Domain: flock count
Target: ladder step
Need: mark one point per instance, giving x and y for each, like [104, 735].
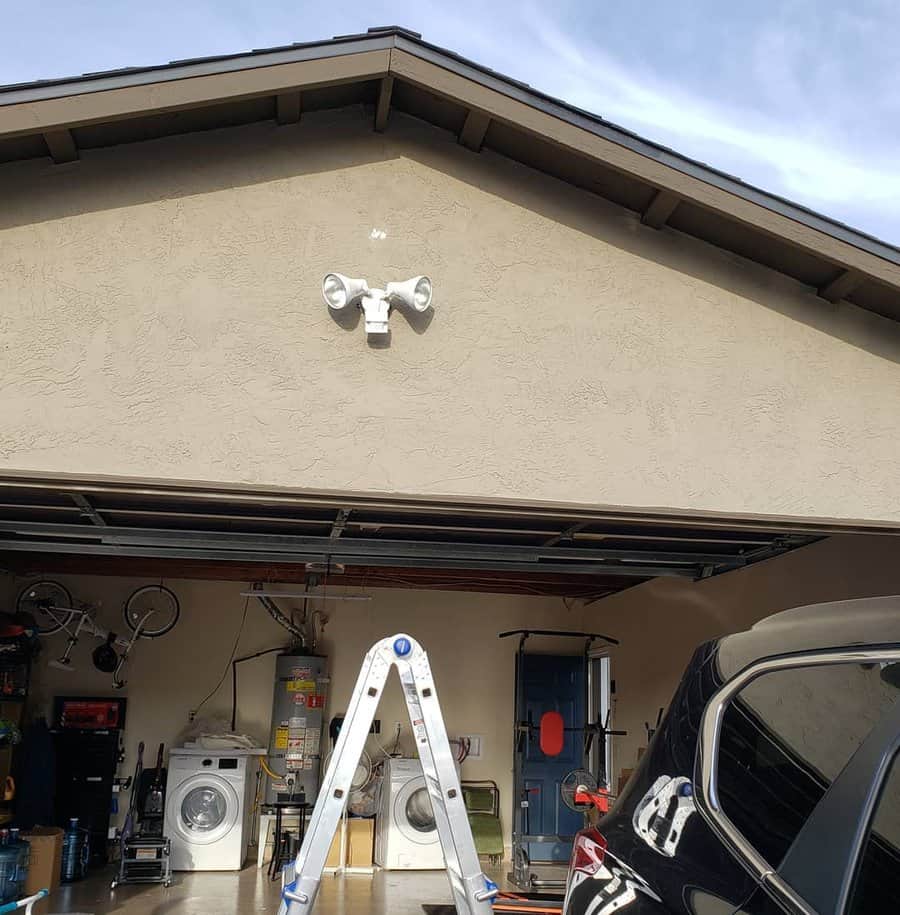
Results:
[471, 890]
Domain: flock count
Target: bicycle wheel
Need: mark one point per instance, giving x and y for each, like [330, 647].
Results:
[160, 603]
[49, 603]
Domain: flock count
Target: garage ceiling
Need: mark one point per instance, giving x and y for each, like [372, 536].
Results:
[186, 531]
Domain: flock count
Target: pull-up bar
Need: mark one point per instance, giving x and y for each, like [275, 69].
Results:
[525, 633]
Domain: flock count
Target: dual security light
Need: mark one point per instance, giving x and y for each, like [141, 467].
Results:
[339, 291]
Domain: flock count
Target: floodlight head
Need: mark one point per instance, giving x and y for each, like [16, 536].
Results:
[414, 293]
[339, 290]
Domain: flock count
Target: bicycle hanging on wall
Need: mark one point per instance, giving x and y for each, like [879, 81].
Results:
[150, 611]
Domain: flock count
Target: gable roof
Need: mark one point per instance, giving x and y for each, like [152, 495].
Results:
[393, 67]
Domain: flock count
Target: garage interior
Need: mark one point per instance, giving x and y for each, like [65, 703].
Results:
[358, 569]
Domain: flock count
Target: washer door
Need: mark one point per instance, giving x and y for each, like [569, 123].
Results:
[413, 814]
[203, 809]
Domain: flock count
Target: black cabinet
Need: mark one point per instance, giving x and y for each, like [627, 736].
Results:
[86, 764]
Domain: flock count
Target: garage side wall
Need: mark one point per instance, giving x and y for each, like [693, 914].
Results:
[170, 676]
[161, 317]
[661, 623]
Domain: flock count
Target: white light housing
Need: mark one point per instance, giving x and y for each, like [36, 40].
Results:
[414, 293]
[339, 290]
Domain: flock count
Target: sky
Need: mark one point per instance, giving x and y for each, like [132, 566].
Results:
[799, 97]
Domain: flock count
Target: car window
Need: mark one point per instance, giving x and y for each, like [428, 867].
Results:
[785, 737]
[877, 886]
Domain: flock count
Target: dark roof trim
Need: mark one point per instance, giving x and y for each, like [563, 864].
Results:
[600, 127]
[405, 40]
[184, 69]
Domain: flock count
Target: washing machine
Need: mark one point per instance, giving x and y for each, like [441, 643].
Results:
[209, 800]
[406, 836]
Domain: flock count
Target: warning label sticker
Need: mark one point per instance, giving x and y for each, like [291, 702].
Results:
[301, 686]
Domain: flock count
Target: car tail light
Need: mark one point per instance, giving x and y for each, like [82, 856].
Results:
[588, 852]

» Your task: Restate word for word the lines from the one holding "like [428, 867]." to the end of the listing, both ends included, and nothing more.

» Written solution:
Need: mark one point per instance, giving x and y for each, like [428, 867].
Results:
[785, 737]
[877, 886]
Domain: flock count
Target: dark roof trim
Need: mark one point per instance, giving x and y for each, like [563, 864].
Results:
[600, 127]
[405, 40]
[184, 69]
Domain: flock count
Target: washing machine
Need: mark one point per instance, giving x and y for each, like [441, 643].
Results:
[209, 800]
[406, 836]
Domain: flock count
Target: warning label sticker
Need: mark one point per instance, giving x and y for each, like [291, 702].
Results:
[301, 686]
Domain: flock count
Target: car tail light
Need: mark one point per instance, giving x and y for each, like [82, 856].
Results:
[588, 852]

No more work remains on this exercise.